> _Quoted text_:
============================================================
No friend to the Catholics though ...
But I guess Catholics hadn’t been nice to his French Protestant ancestors ...
Because that time cannot be judged by modern time. The culture was different and under England slavery went back to the 1600 hundreds. So, all of society was used to the concept of slavery even if most Northerners were against. Soon they abolished slavery after America was formed by the Constitution. I believe it was 9 of 13 states that soon abolished slavery.
Cheap Irish labor allowed Northerners to seel their slaves to the South and then vilify the South for owning slaves. It was cheaper to exploit the Irish than to own slaves.
I see the benefits of doing it gradually, but i'm not sure the slave would agree that this is the best way.
Also, for people claiming the moral high ground for "abolishing" slavery, it's abolishment on the payment plan. They never really own it until they pay it off with actual freedom.
That's a dumb question. Entrenched abuses are hard to abolish overnight. But maybe if one assumes that you think slavery wasn't that morally bad, the question might make some sense.
As I have pointed out to people many times, you haven't really "abolished" it so long as you still have it.
Most of those states that claimed to have "abolished" it, simply said "we will at some future time abolish it."
Pennsylvania had slaves in the 1840 census, some 60 years or so after they "abolished" it.
Didn't say they weren't, but claiming you did, when you actually didn't, should preclude you from claiming you did.
But maybe if one assumes that you think slavery wasn't that morally bad, the question might make some sense.
I think my point is that *THEY* didn't think slavery was that morally bad, else it wouldn't have taken them so long to abolish it. Massachusetts, as much as I consider them to be absolute @$$hole troublemakers, at least had the proper moral conviction on the matter, and ended it quickly, albeit through legal activism and a deliberate misinterpretation of the law.
As for me, I had no impact on that era, so it isn't really relevant what I think about the subject, but just for the record, I consider slavery to be morally bad. (except in punishment of a crime)
And nobody cares if you abuse the Irish. They probably deserve it.
:)
I can see this comment applying equally to American as British abolitionism, so I agree.
A Look Back on Founding Father John Jay’s Relationship With SlaveryBy David Levine
January 25, 2022[excerpt]
Abisch contends that Jay did not share the view of many Southern slaveholders that Black Africans were somehow less than human. He notes a passage in a letter Jay wrote to his son, Peter Augustus Jay, in 1791: “Providence has placed these persons in stations below us. They are servants, but they are men; and kindness to inferiors more strongly indicates magnanimity than meanness.”
That humanity “makes it even more difficult to understand Jay’s willingness to participate in an institution he opposed,” Abisch says. Jay was far from alone in that conflict, however. “We can speculate that he may have thought along the lines expressed by Patrick Henry,” Abisch says, who once wrote: “Would anyone believe that I am master of slaves by my own purchase? I am drawn along by the general inconvenience of living without them. I will not – I cannot justify it, however culpable my conduct.” The wealthy landowners needed slaves to maintain their lifestyles, while at the same time found slavery dishonorable. “I think that’s where John Jay was,” Abisch says.
============================================================
> _Information given_:
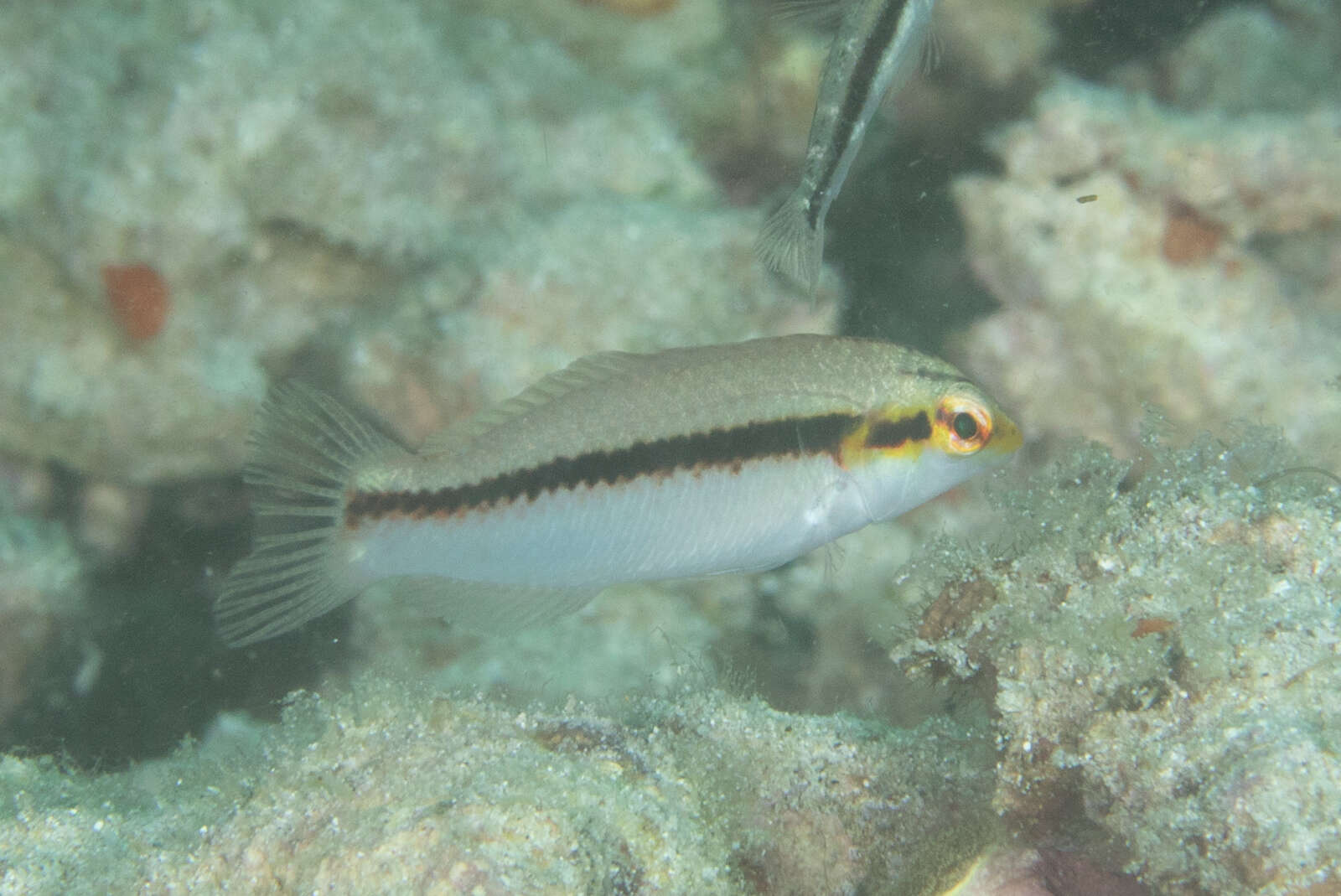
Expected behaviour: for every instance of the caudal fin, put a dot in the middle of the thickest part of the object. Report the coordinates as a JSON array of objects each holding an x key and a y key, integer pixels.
[
  {"x": 305, "y": 448},
  {"x": 791, "y": 246}
]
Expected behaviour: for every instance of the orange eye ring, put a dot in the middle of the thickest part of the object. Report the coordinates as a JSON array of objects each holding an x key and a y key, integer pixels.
[{"x": 967, "y": 426}]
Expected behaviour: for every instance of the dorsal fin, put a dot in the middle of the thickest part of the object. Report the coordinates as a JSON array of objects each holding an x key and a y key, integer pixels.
[{"x": 585, "y": 372}]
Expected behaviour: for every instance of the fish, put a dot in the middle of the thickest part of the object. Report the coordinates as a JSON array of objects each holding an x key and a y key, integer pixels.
[
  {"x": 619, "y": 469},
  {"x": 878, "y": 46}
]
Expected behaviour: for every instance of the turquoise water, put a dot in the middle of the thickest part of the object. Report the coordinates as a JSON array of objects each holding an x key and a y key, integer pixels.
[{"x": 1120, "y": 219}]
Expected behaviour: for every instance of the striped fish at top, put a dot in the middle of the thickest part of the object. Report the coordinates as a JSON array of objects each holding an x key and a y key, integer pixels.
[
  {"x": 619, "y": 469},
  {"x": 878, "y": 46}
]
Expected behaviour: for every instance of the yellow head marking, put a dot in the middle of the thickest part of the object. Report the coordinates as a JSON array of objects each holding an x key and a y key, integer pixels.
[
  {"x": 966, "y": 426},
  {"x": 888, "y": 432}
]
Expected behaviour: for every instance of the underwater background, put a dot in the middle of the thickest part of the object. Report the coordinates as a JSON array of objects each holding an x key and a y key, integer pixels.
[{"x": 1111, "y": 667}]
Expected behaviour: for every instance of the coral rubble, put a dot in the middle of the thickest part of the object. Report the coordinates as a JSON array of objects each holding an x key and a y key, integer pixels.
[
  {"x": 1160, "y": 645},
  {"x": 392, "y": 788}
]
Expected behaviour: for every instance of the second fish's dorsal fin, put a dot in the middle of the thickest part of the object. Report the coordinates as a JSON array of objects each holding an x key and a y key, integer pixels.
[{"x": 585, "y": 372}]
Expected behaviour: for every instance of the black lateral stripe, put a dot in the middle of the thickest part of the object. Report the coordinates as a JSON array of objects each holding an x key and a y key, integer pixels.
[
  {"x": 724, "y": 447},
  {"x": 860, "y": 84},
  {"x": 892, "y": 433}
]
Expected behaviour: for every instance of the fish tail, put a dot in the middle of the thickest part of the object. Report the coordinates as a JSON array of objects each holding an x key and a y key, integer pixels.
[
  {"x": 790, "y": 245},
  {"x": 305, "y": 449}
]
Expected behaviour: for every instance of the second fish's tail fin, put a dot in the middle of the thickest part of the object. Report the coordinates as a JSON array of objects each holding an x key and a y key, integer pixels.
[
  {"x": 790, "y": 245},
  {"x": 305, "y": 448}
]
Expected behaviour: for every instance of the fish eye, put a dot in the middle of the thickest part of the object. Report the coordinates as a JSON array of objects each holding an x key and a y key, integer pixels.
[
  {"x": 965, "y": 426},
  {"x": 966, "y": 422}
]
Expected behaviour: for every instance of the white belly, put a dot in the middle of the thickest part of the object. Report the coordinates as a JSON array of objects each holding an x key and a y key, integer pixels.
[{"x": 668, "y": 526}]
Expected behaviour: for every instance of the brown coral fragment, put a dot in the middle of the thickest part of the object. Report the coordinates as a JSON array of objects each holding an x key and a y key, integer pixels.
[
  {"x": 138, "y": 299},
  {"x": 955, "y": 607},
  {"x": 1188, "y": 238}
]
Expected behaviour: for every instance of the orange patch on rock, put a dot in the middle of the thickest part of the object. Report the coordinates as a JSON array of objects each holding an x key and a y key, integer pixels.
[
  {"x": 1188, "y": 238},
  {"x": 138, "y": 299}
]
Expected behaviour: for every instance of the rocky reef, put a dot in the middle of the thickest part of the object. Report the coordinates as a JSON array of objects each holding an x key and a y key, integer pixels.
[{"x": 1115, "y": 674}]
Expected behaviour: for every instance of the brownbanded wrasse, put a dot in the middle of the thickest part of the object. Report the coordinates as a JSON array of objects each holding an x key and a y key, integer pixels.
[{"x": 619, "y": 469}]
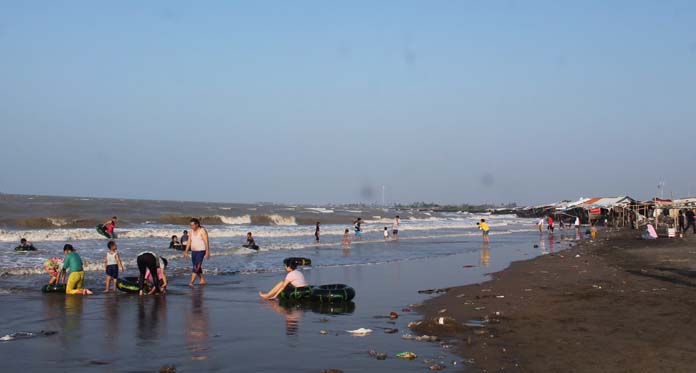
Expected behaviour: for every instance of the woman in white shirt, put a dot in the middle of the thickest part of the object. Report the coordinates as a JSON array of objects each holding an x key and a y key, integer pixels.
[{"x": 294, "y": 278}]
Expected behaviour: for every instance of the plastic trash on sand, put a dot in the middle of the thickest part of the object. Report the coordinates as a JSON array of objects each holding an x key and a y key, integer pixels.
[
  {"x": 407, "y": 355},
  {"x": 360, "y": 332}
]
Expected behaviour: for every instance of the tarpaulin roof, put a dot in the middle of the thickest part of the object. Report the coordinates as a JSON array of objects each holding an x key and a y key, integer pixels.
[{"x": 605, "y": 202}]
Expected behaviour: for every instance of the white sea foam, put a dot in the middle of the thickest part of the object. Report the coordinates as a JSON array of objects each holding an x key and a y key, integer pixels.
[{"x": 235, "y": 220}]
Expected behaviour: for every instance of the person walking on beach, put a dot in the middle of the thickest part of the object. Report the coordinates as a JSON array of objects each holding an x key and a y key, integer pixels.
[
  {"x": 112, "y": 263},
  {"x": 550, "y": 226},
  {"x": 483, "y": 226},
  {"x": 346, "y": 238},
  {"x": 184, "y": 238},
  {"x": 395, "y": 227},
  {"x": 109, "y": 227},
  {"x": 199, "y": 246},
  {"x": 690, "y": 221},
  {"x": 358, "y": 228},
  {"x": 73, "y": 263}
]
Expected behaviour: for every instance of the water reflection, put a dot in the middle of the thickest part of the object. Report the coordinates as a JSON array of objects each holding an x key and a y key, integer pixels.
[
  {"x": 485, "y": 255},
  {"x": 197, "y": 326},
  {"x": 111, "y": 319},
  {"x": 152, "y": 317}
]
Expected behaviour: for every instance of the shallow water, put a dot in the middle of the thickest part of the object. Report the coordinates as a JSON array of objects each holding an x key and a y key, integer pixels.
[{"x": 226, "y": 327}]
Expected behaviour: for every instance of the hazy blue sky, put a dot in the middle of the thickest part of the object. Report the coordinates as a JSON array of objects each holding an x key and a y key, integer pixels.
[{"x": 304, "y": 101}]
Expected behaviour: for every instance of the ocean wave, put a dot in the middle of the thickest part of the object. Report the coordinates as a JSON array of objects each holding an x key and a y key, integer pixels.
[{"x": 235, "y": 220}]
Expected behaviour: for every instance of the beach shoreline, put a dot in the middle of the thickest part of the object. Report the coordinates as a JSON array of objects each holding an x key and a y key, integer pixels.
[{"x": 614, "y": 304}]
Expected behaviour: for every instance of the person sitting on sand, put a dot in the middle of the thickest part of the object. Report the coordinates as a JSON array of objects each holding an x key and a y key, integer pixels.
[
  {"x": 54, "y": 267},
  {"x": 250, "y": 244},
  {"x": 25, "y": 245},
  {"x": 109, "y": 227},
  {"x": 174, "y": 243},
  {"x": 73, "y": 263},
  {"x": 294, "y": 278}
]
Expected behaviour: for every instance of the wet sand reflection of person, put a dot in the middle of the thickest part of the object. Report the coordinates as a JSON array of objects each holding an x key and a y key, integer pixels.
============================================================
Can you carry on the text about John Jay and slavery from its final sentence?

> _Task result_:
Jay advocated manumission, which allowed slave owners to free their slaves on their own terms, a slower process than abolition. Jay was a founding member of the New York Society for Promoting the Manumission of Slaves (along with Alexander Hamilton; see sidebar) and its first president. Manumission gave slave owners time to earn a return on their investment, and Jay, who owned as many as six slaves at one time, was a capitalist. “I purchase slaves and manumit them at proper ages and when their faithful services shall have afforded a reasonable retribution,” Jay admitted.
But Jay also championed abolition… sort of. He called for it in 1777, “not immediately but gradually,” Abisch says, during the writing of the constitution for the new state of New York. After serving as the first chief justice of the Supreme Court, Jay was elected governor in 1795. Four years later, he signed the state’s first abolition law, titled “An Act for the Gradual Abolition of Slavery.” This half-backed measure stated that from July 4 of that year, any child born to slave parents would be free. However, these same children were still required to serve the mother’s owner until males reached age 28 and females 25. “The law thus defined the children of slaves as a type of indentured servant while slating them for eventual freedom,” according to an article on the Selected Papers of John Jay website, at Columbia University. It wasn’t until 1827 that male slaves were freed.
Though he opposed bondage, Jay grievously misunderstood it. When his wife, Sally Jay, traveled to Europe, she took with her a slave named Abigail. While in Paris, Abigail ran away. She was captured and jailed. Sally Jay arranged for her release, but Abigail became ill and died. Jay was stunned. “I cannot conceive a motive,” he wrote in a 1783 letter. “I had promised to manumit her upon our return to America, provided she behaved properly in the meantime.” He, like many slaveholders, saw himself as a “good” owner, when there is no such thing when it comes to possessing like property another human being.
The policy of gradual emancipation of children at a certain age did not result in many free people. It acted as an economic impetus to sell slaves to people in other states. The 1860 census reveals there were more free blacks in the slave states than in the free states.